* What the task asks:
Reproduce every one of the entries below word for word, leaving nothing out and changing nothing.

— START OF Dataset entries —

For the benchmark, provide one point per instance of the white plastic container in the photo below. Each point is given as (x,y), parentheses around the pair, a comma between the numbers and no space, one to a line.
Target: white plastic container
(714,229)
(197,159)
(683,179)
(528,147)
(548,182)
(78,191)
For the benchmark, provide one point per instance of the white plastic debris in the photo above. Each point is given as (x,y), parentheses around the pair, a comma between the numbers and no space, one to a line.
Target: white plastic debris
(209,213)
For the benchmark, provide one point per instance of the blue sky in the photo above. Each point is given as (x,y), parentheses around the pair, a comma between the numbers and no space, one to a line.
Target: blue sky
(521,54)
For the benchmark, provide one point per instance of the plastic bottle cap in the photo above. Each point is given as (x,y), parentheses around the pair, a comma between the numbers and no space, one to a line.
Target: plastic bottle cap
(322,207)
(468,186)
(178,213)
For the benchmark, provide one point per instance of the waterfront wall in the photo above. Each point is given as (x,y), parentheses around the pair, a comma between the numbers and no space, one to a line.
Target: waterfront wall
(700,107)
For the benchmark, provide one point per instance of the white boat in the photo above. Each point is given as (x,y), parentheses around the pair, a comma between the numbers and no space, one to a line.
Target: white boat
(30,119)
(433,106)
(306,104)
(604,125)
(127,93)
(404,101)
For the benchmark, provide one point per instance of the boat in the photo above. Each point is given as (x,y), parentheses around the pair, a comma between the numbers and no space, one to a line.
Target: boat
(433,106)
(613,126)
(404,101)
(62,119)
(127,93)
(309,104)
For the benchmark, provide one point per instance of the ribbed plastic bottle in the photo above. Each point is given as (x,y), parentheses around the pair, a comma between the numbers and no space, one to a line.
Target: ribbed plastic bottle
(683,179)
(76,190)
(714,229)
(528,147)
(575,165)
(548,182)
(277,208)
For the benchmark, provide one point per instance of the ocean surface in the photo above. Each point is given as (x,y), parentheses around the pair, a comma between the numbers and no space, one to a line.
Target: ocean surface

— END OF Dataset entries —

* Written answer:
For the benchmark, provide one point per instance of the white plastic container in the photo below. Each point is given as (x,y), parentheses around the pair, a comma between the numbers and no space, one to a line.
Target: white plastic container
(714,229)
(197,159)
(683,179)
(528,147)
(548,182)
(78,191)
For the benchmark, provide one point per instance of the white plastic debris in the photo above. Each point is given as (x,y), parentheses around the pair, a comma between the numbers and no space, one to a line.
Target: white plastic debris
(209,213)
For the benchmark, provide one point per instance of the blue sky in the photo above. Each point is given as (x,y), parentheses around the pair, a comma between the numbers and no space, one to a line.
Target: blue sky
(521,54)
For the benchmark, provide one point per instance of the plastic bottle cap in the photo above. Each point is given as (x,y), parentheses around the pair, a comma between the numbers and no space, one to a line.
Target: plastic bottle cap
(322,207)
(468,186)
(178,213)
For the benchmark, provide one point per instance of the waterfront wall in the photo above. Each point is given as (x,y), parentheses around the pair, a comma between the numbers and no space, one to a line.
Target: waterfront wall
(700,107)
For the benchmark, provide one point per instance of the white boat in the photo above. Each point is given as (x,y), parentheses around the pair, a comma between the numbers and no space, one to a line.
Target: white boat
(30,119)
(433,106)
(306,104)
(604,125)
(127,93)
(404,101)
For the benchmark, provide one point per instance of the boat in the photo above. Each point is given as (x,y), parentheses around the pair, a comma between the numbers and no space, one to a line.
Target: boat
(433,106)
(613,126)
(404,101)
(62,119)
(127,93)
(309,104)
For the benchmark, provide one point per instance of the ribbed plastic bottle in the photo above. Each point is given as (x,y), parentheses around the pair, a comma between the numbers and no space, one to a line.
Target: ribbed plastic bottle
(683,179)
(76,190)
(714,229)
(528,147)
(575,165)
(548,182)
(277,208)
For the benchmark, provide one point per instance of the ocean surface in the photo above. Each point is given as (x,y), parentheses around the pair, a comma between the numbers and no space, one to a line.
Target: ocean surface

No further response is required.